Say whether each statement agrees with the blog post below: (a) the blogger calls the BLACK OUT analysis the least favorite of Margie Lawson's Deep Editing Analysis articles; (b) all three of Lisa Unger's thrillers received starred reviews from Publisher's Weekly; (c) in the page 213 example, the expression on Vivian's face is fear. Answer each with yes or no and quote the words of the post that decide it.

:: Document extract ::

More Writing Cowbell! with Margie Lawson

Any regular readers of this blog know we are all about MORE! More writing, more description, more Craft…MORE COWBELL.

I have yet to see anyone get More Writing Cowbell going on than Margie Lawson. I’ve seen other amazing teachers and writers – I quote them here all the time. But I’ve become convinced this week that Margie reigns supreme as the Writing Cowbell Queen.

Since becoming a Margie-Fan-atic this week, I’ve been poring over her website at www.MargieLawson.com. Though there are many, many points of interest, my favorite (so far) is Margie’s Deep Editing Analyses.

In her list of 25+ analyses, she’s dissected the writing of several New York Times bestselling novelists, from Harlan Coben to Lisa Gardener, from Sue Monk Kidd to James Scott Bell. Below is my leading favorite of all her Deep Editing Analysis articles – Lisa Unger’s, BLACK OUT.

In the following analysis, Margie provides specific examples of powerful dialogue, then explains WHY it’s amazing. What could be better?? Whether you’re a reader or a writer, I invite you to sit back and enjoy the magic of Margie…

p.s. Be sure to comment when you’re done – Margie is giving away a lecture packet to one of the commenters on today’s post!

Here's a Margie-Smile for you!

Lisa Unger’s, BLACK OUT
Analysis by Margie Lawson

 New York Times and international bestselling author, Lisa Unger, writes adrenaline-driven literary thrillers. Reviewers describe her writing as masterful, riveting, evocative. All three of Lisa Unger’s thrillers—BEAUTIFUL LIES (2006), A SLIVER OF TRUTH (2007), and BLACK OUT (2008)—garnered starred reviews from Publisher’s Weekly.

Entertainment Weekly described BLACK OUT– “[A] hurricane of a thriller…impossible to extract yourself until the last page.”

Let’s dig into some examples from BLACK OUT that make Lisa Unger’s writing as powerful as a hurricane. (Dialogue is italicized below.)

EXAMPLE, Page 118:

My mother liked to drink. It was a mad dog she kept on a chain. When it got loose, it chewed through our lives.

Analysis: Lisa Unger played off the cliché: acted like a mad dog. She empowered that cliché with twists, amplification, turning it into a stimulus and showing the response, and backloading. Twenty-four words. None wasted. Every word drives the reader toward the next word. Every word drives the reader deeper into the scene terror.

EXAMPLE, Page 213:

I see a flash of something on her face that I’ve never seen before. It happens when our eyes connect through the thick glass of her front door. It’s just the ghost of an expression, and in another state of mind I might not even have noticed it. It’s fear. Vivian is the strongest woman I’ve ever known, and when I see the look on her face, my heart goes cold.

Analysis: If you’ve taken my Empowering Characters’ Emotions course (or reviewed the Lecture Packets), you know FLICKER-FACE EMOTION. Because this flash of fear on Vivian’s face is critical, Lisa Unger wanted the reader to pay attention to this news of a difference.

:::
:: Given information ::

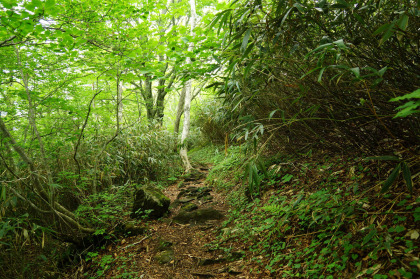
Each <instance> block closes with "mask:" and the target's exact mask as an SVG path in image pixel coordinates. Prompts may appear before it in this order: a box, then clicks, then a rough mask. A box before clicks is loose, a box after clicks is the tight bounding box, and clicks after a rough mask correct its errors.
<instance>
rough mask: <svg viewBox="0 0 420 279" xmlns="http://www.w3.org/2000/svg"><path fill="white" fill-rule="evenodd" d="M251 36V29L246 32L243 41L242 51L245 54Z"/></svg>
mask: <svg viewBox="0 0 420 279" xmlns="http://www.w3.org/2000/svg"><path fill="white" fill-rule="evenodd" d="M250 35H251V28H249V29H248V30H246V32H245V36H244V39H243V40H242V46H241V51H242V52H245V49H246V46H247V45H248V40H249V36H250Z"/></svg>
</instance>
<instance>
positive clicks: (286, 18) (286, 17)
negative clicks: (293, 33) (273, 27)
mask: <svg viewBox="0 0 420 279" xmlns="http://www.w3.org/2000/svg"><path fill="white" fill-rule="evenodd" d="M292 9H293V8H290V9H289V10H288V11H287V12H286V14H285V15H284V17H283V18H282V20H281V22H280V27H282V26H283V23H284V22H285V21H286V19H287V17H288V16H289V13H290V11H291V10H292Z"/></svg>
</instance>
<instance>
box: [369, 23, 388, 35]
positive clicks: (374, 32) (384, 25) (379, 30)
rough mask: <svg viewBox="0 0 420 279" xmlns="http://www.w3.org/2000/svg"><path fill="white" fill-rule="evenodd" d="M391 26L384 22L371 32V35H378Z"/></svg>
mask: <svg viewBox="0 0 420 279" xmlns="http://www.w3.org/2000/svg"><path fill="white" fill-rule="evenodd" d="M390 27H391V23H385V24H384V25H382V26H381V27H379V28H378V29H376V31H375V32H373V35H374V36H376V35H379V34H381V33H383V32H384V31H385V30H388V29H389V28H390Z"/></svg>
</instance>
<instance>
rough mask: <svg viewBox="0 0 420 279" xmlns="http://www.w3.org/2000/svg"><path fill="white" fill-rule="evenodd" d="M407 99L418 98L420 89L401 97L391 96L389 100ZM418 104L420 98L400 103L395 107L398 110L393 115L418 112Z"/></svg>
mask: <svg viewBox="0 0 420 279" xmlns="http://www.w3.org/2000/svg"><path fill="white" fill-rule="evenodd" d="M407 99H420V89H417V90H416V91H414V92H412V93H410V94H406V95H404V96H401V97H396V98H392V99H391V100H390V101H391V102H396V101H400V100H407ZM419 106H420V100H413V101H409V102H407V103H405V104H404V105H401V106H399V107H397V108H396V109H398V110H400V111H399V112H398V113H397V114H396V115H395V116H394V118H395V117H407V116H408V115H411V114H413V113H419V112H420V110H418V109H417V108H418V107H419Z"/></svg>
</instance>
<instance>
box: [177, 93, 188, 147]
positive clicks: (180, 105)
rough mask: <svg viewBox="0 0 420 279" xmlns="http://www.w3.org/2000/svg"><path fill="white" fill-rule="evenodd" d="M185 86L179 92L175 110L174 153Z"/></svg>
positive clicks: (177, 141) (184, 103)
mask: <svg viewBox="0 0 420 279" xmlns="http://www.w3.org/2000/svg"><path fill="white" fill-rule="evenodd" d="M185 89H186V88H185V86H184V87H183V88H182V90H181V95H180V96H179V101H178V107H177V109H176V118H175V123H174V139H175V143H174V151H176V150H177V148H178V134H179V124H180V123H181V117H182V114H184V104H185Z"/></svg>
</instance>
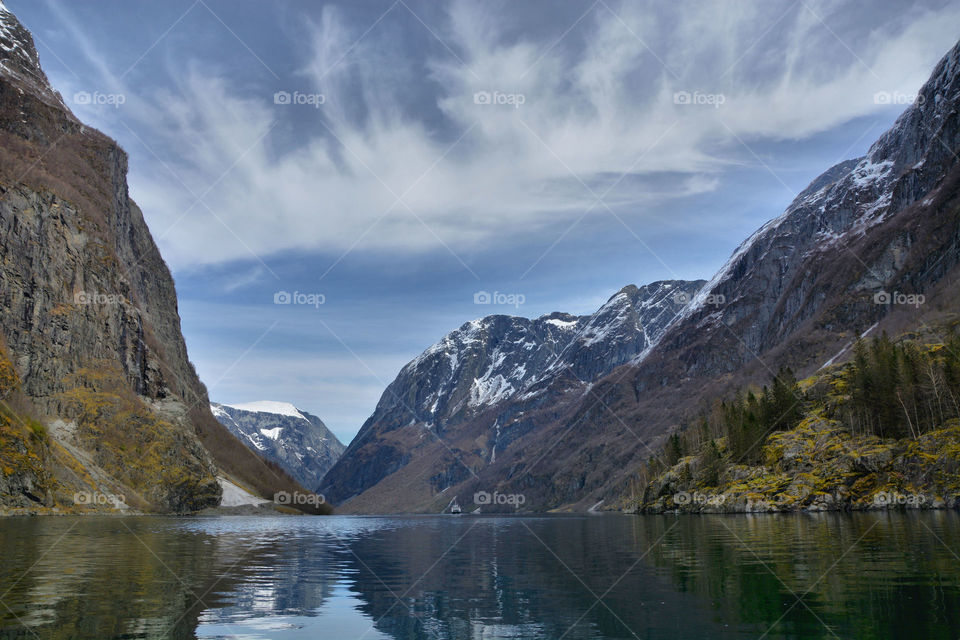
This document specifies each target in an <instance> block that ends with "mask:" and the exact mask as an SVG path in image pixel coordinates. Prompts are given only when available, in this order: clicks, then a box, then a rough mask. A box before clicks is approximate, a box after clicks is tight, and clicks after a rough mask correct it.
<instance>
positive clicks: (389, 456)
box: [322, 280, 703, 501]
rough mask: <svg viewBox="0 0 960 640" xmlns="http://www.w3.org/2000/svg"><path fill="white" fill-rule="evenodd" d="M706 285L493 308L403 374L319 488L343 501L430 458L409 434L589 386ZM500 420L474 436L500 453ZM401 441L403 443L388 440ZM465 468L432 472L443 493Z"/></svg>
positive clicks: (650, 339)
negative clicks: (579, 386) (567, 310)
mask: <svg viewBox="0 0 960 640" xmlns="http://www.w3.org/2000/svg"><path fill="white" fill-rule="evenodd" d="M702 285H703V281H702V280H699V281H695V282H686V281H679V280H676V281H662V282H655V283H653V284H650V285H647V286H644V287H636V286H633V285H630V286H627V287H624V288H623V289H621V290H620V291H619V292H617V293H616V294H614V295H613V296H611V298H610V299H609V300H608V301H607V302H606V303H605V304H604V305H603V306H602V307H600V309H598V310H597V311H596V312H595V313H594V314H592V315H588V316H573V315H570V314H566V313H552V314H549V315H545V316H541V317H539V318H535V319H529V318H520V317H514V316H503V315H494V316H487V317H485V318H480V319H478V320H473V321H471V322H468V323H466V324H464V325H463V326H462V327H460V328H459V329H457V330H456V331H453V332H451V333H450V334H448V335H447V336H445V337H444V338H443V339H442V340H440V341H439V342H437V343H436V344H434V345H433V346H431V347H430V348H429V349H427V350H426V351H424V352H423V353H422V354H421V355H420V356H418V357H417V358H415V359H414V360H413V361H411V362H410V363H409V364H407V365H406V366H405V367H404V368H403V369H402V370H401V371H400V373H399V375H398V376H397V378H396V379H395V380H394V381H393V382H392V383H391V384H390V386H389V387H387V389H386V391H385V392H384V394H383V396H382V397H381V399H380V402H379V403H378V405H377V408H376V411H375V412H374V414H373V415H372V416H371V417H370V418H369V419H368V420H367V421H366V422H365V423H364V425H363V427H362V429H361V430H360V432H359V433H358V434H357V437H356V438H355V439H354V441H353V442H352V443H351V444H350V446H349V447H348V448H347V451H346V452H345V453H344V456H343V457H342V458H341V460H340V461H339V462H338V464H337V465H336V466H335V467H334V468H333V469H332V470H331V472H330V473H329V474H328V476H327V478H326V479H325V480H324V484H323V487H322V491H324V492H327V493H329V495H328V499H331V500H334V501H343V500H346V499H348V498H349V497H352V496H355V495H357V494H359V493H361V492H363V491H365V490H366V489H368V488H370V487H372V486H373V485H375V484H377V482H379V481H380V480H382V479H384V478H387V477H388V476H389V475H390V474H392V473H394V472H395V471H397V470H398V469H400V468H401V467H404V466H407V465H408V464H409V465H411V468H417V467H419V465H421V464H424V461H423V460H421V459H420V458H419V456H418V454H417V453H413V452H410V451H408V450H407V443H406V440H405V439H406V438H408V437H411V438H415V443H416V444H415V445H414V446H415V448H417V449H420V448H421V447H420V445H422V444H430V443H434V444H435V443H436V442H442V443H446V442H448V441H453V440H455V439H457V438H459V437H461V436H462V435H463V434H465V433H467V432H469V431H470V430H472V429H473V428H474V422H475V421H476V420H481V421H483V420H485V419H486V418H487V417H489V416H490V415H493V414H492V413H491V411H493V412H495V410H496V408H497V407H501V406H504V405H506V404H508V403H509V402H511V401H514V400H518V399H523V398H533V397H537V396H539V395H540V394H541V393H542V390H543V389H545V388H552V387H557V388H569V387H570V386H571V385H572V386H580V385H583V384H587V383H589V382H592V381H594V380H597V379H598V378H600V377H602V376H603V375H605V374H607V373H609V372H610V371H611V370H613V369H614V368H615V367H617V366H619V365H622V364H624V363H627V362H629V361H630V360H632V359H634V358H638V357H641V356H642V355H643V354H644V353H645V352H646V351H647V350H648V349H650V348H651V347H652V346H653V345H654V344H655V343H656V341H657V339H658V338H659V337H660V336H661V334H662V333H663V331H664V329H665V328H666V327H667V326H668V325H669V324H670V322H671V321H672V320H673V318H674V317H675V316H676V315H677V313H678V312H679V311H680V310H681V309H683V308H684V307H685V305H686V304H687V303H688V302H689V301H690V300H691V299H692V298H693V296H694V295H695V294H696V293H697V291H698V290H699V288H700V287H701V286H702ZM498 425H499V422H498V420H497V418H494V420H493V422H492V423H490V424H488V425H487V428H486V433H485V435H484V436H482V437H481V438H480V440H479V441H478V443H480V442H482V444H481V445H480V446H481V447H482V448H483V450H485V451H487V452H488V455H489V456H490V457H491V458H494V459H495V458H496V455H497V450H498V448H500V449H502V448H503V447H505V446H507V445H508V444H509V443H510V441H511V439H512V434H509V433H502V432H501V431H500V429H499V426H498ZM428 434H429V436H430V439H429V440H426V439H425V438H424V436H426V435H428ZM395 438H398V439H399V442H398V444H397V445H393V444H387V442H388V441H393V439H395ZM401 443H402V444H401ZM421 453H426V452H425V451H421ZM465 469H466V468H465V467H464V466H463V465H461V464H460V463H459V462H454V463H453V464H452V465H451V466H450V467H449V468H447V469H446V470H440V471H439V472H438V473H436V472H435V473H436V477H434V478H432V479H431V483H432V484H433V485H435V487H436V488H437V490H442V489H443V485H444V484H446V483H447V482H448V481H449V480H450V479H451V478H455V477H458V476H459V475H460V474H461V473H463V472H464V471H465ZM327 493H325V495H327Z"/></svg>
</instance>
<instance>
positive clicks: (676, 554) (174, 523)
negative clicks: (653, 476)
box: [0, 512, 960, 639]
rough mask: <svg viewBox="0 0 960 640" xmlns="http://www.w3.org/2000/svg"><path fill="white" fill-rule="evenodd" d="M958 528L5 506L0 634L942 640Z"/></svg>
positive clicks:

:::

Answer for the task:
(a) No: "Below is my leading favorite of all her Deep Editing Analysis articles – Lisa Unger’s, BLACK OUT."
(b) Yes: "All three of Lisa Unger’s thrillers—BEAUTIFUL LIES (2006), A SLIVER OF TRUTH (2007), and BLACK OUT (2008)—garnered starred reviews from Publisher’s Weekly."
(c) Yes: "It’s fear."